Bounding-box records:
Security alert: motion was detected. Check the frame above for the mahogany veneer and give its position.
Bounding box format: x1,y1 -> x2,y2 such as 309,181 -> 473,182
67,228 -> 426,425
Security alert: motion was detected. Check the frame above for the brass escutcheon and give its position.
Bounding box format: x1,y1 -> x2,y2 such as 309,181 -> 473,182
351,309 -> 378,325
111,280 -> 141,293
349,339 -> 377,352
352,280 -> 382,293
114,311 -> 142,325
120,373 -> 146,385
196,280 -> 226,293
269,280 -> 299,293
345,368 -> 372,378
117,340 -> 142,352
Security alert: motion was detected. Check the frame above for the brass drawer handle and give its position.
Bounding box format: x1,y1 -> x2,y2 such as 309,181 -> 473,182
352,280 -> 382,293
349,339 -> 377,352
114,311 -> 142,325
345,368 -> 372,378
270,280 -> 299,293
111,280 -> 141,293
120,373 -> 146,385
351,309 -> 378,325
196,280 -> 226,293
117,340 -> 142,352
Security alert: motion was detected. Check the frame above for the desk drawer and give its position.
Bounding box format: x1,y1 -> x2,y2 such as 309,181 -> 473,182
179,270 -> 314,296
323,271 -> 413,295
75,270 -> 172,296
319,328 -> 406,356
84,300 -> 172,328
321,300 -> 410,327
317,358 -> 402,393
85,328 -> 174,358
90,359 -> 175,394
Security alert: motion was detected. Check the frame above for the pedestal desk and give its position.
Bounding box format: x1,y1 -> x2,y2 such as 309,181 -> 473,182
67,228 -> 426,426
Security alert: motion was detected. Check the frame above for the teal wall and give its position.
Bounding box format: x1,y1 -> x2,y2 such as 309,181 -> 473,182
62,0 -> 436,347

▸ GIVEN INSTRUCTION: Please arrange every entry above as a two-column CSV headed "entry_text" and "answer", one row per entry. Put the entry's text in the first column and all of its answers together in the second, each in a single quoted field with line breaks turned into spaces.

▸ TASK RESULT:
entry_text,answer
"Security alert: motion was detected. Check the frame above for the mahogany veneer and give its position. Bounding box format: x1,y1 -> x2,y2 such as 309,181 -> 473,182","67,228 -> 426,425"
"Security alert: motion was detected. Check the frame above for the brass escutcheon and give its position. Bounding box format: x1,y1 -> x2,y2 such as 309,181 -> 473,182","351,309 -> 378,325 111,280 -> 141,293 349,339 -> 377,352 352,280 -> 382,293 114,311 -> 142,325 120,373 -> 146,385 196,280 -> 226,293 269,280 -> 299,293 345,368 -> 372,378 117,340 -> 142,352"
"Security alert: motion was detected. Check the frame above for the brass drawer handle and give its position. Bounding box format: x1,y1 -> x2,y2 such as 309,181 -> 473,182","352,280 -> 382,293 349,339 -> 377,352 114,311 -> 142,325 345,368 -> 372,378 270,280 -> 299,293 111,280 -> 141,293 120,373 -> 146,385 351,309 -> 378,325 196,280 -> 226,293 117,340 -> 142,352"
"Security alert: motion was detected. Check the frame above for the desk drawer and give its position. Bounding box format: x1,y1 -> x2,y2 such as 309,181 -> 473,182","179,270 -> 314,296 323,271 -> 413,295 75,270 -> 172,296 319,328 -> 406,356 84,300 -> 172,328 321,300 -> 410,327 317,358 -> 402,393 85,328 -> 174,358 90,359 -> 175,394"
"Security alert: motion was detected. Check the frame above for the pedestal desk and give its position. Bounding box format: x1,y1 -> x2,y2 such as 309,181 -> 473,182","67,228 -> 426,426"
"Security alert: motion was detected. Check the frame above for the teal wall and give its position. Bounding box format: x1,y1 -> x2,y2 such as 309,181 -> 473,182","62,0 -> 436,347"